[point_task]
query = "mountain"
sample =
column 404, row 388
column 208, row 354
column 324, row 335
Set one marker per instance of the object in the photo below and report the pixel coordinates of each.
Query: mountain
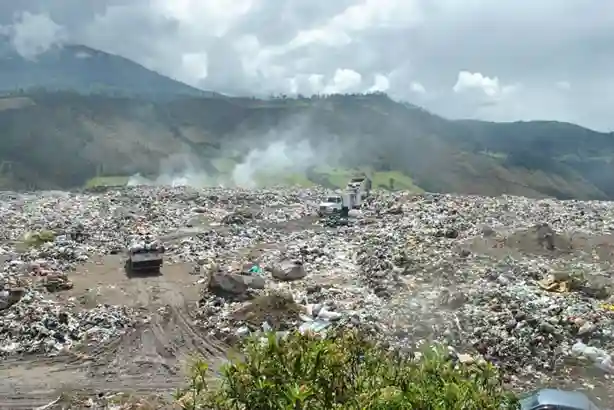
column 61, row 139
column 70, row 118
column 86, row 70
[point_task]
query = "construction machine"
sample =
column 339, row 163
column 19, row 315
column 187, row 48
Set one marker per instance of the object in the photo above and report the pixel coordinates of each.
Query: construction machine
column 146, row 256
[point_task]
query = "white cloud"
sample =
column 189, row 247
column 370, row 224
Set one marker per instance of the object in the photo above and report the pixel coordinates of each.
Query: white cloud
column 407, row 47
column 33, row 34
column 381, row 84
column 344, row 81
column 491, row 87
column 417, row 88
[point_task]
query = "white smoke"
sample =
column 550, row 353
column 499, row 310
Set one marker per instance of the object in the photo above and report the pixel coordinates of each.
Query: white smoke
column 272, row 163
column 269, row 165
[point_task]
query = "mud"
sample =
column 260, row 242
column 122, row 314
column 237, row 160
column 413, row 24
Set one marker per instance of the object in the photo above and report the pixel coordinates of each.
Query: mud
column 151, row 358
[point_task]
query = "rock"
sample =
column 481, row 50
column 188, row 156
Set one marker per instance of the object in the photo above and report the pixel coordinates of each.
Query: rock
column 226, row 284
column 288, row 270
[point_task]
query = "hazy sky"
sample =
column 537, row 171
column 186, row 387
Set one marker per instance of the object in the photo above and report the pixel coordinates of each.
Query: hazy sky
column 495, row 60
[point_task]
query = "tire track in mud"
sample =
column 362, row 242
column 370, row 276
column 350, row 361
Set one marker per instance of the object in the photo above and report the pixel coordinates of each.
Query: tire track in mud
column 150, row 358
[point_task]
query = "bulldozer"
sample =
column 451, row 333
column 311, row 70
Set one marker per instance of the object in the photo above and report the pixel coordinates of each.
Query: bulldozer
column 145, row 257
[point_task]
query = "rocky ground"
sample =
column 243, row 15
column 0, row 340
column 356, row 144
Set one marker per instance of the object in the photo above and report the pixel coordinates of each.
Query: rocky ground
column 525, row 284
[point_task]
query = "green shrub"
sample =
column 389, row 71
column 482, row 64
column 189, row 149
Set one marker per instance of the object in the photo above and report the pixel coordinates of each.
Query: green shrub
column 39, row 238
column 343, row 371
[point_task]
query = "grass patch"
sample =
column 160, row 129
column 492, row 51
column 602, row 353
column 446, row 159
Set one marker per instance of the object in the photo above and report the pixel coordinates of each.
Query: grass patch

---

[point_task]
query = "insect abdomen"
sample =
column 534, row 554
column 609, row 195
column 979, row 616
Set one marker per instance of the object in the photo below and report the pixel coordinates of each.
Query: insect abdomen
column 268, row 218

--

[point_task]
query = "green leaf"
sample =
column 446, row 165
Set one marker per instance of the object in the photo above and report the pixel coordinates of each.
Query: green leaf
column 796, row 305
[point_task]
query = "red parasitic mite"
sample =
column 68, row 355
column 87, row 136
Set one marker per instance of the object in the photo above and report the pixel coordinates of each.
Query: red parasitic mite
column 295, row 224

◆ **THE PROBLEM**: Please count the lines above that contain the string "ground" and reply with only that number.

◆ **WRITTEN REPLY**: 2